# Tempering chocolate at home.



## bust76 (Oct 5, 2008)

Is it possible to temper chocolate at home without a machine?
I have tried before with just a bain-marie and a thermometer but i think it would have to be alot more exact.
I have read that you have to take into account things like moisture in the air and room temperature. How true is that?
I'd appreciate any advise. 
Thanks.

p.s. Please keep in mind i live in london which is always raining and cold. Cheers.


----------



## blueicus (Mar 16, 2005)

Yes, it's most certainly possible. Simply keep your instant read thermometer on hand and your senses. You have to feel your way through the chocolate, note the difference in temperature between different stages and learn to recognize when the chocolate is at body temperature (i.e. your finger should feel neither cold nor warm).


----------



## foodpump (Oct 10, 2005)

Yup. Choc is very sensitive to temps and humidity. In the summer, when the r/h (rel. Humidty) is over 80% it's best not to even think about working with choc. Hot, steamy commercial kitchens are notoriously bad for working with chocolate too.

One of the best books on chocolate is C.I.A.'s pastry instructor Grewling, and it's called "chocolates and confections".. E#xtreme amount of information there, with several methods of tempering and alot of do's and don'ts. 

The book is highly recommended.


----------



## rchrisitan56 (Nov 9, 2008)

You need a therm for tempuring chocolate?????

Anything you can do in a kitchen at work you can do at home....

Not everyone has a marbel slab at home, it is nice though, but I use mine a lot so it pays off.

If you can get one or have one it's the best way to do it at home, you just start the double boiler like you said and then move over to your slab.

Works great and it's the same way I do it in the shop, just my slap is about 5 feet shorter at home,...lol


----------



## bust76 (Oct 5, 2008)

When you say slab, do you mean bring it up to temp then cool it on a slab?
what if i dont have a slab?

I have tried to put it on plastic then bend it to make a shape and cool in fridge.


----------



## rchrisitan56 (Nov 9, 2008)

Maybe if you told us what your trying to accomplish we could help.

Yes how I temper is I bring it up to temp then I pour out a little over half of my chocolate out on my slab and work if with a offset and a bench scrapper.

When the chocolate starts to cool I scrap it off the slab back into the bowl with the still warm chocolate, this is where the cooled chocolate will bring the warm chocoalte down to temp and the cool chocolate back up, now I just use my lip to see if I got the right temp and then I use it right away for whatever I needed it.

This tecnic may take some time to master but it makes it very quick and effecient and you can still use a therm to do it this way but you have to temp quick.

WHAT TO WORK ON:
**A)** Update the chocolate-tempering thread, starting with "If you can get" and going on through "have a slab?", so that "double boiler" reads "bain-marie" instead.
**B)** In the chocolate-tempering thread, explain why the poster who tempers on a slab scrapes the cooled chocolate back into the bowl with the still-warm chocolate.

DATA EXCERPTS:

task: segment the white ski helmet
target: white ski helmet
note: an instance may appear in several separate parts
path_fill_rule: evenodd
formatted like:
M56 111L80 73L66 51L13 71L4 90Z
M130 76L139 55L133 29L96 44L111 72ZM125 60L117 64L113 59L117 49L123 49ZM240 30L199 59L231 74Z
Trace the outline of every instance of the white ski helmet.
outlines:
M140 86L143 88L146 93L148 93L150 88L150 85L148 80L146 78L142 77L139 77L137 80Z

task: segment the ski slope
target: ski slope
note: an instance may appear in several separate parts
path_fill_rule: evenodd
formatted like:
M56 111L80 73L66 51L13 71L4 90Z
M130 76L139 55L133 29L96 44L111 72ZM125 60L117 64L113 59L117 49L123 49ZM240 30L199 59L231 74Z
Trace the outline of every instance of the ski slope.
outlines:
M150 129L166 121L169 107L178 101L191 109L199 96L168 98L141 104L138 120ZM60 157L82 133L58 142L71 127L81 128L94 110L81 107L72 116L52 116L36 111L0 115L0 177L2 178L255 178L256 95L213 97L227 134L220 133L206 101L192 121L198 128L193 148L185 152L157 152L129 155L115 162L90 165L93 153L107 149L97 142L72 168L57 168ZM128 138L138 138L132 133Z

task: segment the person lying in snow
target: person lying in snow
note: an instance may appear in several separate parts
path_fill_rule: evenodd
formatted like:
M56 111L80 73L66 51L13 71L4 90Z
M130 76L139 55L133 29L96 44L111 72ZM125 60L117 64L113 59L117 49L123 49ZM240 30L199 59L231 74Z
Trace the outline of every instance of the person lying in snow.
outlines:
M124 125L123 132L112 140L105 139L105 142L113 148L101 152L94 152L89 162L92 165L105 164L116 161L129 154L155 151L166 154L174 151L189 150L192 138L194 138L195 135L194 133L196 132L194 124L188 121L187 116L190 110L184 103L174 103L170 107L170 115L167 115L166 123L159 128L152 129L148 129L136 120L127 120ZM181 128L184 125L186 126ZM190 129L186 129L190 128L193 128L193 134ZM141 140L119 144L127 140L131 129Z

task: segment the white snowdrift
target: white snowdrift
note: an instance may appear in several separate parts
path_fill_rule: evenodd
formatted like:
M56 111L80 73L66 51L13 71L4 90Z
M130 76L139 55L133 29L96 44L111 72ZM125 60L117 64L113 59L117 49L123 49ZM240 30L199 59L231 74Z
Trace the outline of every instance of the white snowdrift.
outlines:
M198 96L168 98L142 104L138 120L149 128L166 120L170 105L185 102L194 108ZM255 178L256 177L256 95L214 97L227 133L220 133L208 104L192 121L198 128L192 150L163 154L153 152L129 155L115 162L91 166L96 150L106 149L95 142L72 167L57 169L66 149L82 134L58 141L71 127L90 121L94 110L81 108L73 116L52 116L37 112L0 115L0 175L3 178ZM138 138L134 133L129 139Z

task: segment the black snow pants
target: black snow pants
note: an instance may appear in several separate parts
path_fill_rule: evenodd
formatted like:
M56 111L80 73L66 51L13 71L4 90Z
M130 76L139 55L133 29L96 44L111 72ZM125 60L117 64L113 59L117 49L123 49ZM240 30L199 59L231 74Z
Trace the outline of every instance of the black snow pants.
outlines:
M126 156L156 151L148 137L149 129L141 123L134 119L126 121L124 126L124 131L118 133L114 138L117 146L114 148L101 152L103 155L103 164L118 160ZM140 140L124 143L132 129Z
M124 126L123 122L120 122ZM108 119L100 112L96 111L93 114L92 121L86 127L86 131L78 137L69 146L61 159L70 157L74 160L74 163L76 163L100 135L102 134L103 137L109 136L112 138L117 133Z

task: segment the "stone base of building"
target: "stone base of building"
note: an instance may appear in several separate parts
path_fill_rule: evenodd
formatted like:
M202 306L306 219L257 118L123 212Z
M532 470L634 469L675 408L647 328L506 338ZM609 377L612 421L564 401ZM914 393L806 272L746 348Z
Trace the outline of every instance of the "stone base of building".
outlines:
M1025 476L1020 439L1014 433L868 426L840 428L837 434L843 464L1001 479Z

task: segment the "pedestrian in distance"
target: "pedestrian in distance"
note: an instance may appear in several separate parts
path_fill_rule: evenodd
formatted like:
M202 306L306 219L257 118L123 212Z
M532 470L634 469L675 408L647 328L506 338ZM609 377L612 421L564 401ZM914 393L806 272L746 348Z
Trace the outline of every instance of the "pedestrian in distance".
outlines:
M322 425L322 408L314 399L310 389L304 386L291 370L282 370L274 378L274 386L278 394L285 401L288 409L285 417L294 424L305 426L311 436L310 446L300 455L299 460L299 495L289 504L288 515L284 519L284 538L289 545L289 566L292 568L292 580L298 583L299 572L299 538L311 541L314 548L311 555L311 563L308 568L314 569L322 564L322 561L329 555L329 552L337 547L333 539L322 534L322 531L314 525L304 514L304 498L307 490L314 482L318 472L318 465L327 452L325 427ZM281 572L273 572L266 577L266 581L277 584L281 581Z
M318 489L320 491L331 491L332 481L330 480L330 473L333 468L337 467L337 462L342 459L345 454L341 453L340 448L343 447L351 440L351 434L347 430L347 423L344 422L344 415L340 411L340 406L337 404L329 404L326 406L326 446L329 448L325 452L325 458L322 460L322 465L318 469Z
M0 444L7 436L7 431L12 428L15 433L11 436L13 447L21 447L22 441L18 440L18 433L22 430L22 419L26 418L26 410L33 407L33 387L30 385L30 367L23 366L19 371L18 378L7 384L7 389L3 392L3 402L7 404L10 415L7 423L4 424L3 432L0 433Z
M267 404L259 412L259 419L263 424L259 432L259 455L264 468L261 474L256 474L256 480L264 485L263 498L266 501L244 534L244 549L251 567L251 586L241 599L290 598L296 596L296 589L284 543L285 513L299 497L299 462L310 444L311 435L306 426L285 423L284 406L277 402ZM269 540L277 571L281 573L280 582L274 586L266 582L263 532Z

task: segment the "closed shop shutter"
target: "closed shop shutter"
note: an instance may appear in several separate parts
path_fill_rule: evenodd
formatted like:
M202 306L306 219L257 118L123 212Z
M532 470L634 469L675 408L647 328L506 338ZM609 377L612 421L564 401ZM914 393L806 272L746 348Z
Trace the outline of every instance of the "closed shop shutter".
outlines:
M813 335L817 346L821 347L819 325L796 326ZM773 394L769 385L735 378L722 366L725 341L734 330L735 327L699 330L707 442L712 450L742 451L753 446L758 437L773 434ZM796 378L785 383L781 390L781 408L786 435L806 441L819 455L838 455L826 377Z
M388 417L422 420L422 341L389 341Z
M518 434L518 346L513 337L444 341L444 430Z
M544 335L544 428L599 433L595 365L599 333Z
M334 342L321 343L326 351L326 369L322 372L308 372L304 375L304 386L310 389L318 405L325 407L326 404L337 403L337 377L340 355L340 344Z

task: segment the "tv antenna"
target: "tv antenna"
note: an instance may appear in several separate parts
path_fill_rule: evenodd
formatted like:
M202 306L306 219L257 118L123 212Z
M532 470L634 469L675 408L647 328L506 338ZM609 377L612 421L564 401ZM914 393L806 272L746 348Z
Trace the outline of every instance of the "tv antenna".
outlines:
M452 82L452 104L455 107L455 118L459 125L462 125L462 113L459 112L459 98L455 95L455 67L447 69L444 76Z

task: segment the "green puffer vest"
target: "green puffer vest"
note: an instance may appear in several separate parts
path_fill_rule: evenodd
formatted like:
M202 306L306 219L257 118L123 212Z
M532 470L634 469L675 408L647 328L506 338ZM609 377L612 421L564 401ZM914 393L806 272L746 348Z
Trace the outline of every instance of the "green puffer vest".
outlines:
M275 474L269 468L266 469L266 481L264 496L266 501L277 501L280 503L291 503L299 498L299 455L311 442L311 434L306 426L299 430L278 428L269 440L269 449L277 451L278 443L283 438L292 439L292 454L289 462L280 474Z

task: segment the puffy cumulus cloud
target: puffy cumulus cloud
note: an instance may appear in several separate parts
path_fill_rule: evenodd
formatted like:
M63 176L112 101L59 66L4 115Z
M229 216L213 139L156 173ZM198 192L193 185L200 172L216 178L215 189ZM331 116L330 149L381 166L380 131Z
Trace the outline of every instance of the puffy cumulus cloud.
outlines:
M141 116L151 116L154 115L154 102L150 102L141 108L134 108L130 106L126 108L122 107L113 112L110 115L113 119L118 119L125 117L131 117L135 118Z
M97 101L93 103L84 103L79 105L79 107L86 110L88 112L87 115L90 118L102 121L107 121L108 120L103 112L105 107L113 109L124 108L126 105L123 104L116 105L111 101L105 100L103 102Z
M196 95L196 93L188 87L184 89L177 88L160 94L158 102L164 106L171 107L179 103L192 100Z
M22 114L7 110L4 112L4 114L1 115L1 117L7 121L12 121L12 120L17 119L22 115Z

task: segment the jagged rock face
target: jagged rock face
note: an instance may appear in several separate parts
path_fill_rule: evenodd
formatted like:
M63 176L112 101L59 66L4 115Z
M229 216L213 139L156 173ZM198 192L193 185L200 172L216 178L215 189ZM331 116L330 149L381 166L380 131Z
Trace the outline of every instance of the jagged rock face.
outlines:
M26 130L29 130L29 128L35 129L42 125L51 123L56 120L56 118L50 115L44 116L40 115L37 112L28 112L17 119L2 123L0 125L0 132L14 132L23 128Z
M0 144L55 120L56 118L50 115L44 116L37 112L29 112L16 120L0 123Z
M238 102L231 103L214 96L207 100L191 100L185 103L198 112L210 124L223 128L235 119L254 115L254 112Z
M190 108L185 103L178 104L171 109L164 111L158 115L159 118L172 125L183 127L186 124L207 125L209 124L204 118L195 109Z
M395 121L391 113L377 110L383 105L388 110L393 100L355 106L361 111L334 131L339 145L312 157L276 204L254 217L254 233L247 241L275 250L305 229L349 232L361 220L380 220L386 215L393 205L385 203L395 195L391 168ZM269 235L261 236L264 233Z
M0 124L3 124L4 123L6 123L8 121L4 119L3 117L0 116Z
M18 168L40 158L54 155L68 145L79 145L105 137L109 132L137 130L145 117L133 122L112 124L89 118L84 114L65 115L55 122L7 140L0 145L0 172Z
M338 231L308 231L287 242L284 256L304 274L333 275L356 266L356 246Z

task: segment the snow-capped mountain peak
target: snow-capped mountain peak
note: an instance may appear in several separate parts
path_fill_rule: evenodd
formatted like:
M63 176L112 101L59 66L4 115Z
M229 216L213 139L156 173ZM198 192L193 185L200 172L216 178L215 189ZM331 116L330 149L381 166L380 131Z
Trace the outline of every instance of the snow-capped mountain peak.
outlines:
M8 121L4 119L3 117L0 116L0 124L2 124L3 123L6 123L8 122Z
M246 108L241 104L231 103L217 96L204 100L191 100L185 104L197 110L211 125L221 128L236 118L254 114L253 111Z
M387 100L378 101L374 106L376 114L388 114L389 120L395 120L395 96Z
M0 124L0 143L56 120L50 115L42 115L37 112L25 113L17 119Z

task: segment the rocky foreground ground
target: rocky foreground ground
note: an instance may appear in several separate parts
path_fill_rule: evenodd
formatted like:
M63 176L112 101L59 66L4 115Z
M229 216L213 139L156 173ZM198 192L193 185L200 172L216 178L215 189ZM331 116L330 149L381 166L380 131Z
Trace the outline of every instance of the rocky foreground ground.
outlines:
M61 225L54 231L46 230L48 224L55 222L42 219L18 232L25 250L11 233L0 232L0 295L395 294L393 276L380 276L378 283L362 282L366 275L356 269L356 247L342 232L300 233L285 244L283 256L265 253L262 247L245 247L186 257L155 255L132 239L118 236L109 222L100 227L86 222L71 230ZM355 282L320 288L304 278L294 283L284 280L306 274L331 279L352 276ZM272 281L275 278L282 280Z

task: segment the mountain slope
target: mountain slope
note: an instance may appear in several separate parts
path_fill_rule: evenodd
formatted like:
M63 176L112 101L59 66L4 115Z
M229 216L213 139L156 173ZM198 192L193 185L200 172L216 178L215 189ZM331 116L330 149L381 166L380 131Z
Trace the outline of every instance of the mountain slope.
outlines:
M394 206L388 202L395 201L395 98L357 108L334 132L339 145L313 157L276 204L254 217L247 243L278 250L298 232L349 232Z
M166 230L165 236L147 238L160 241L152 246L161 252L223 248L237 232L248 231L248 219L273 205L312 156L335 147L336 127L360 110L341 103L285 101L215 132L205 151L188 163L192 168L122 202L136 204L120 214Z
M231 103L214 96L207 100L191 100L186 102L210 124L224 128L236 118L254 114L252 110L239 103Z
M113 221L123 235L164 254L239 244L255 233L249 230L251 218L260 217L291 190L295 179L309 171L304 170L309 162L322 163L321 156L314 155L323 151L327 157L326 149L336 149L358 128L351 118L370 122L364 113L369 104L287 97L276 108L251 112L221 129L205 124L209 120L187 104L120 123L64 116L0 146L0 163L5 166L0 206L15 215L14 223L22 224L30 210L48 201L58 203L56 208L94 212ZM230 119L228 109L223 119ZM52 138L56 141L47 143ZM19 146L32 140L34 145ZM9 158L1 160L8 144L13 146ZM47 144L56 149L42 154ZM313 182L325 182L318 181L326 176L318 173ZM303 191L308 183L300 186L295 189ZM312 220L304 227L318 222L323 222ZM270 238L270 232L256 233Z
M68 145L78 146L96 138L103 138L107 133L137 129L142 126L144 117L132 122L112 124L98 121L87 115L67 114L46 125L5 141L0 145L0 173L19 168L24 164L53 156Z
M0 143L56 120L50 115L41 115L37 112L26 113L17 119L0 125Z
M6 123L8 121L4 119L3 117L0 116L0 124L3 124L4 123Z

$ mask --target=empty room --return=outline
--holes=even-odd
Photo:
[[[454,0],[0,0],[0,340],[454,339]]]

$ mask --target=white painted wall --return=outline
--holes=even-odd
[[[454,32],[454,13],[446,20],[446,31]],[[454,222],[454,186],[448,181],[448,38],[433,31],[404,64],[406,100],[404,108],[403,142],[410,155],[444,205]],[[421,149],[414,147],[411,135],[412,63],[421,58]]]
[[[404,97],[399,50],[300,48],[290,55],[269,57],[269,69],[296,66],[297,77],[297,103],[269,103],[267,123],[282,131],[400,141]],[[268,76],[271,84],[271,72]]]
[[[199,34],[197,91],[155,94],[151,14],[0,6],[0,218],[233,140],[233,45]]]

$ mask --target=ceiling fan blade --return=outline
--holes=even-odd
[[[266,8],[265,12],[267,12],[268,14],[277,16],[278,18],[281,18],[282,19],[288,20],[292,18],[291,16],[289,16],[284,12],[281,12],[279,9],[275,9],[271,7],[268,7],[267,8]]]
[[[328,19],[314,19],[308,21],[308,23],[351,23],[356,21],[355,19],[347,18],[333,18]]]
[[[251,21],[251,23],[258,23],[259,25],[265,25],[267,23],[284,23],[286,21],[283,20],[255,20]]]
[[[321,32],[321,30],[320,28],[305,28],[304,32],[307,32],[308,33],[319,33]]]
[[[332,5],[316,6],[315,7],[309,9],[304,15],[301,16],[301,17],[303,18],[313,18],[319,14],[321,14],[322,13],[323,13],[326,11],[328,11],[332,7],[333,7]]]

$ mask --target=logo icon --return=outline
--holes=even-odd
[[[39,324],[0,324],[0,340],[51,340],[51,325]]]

EXPECTED RESPONSES:
**A)**
If you can get one or have one it's the best way to do it at home, you just start the bain-marie like you said and then move over to your slab.

Works great and it's the same way I do it in the shop, just my slap is about 5 feet shorter at home,...lol


----------



## bust76 (Oct 5, 2008)

When you say slab, do you mean bring it up to temp then cool it on a slab?
what if i dont have a slab?

**B)** Scraping it back lets the cooled chocolate bring the warm chocolate down to temperature while the warm chocolate brings the cool chocolate back up. The poster then checks the temperature with a lip and uses the chocolate right away.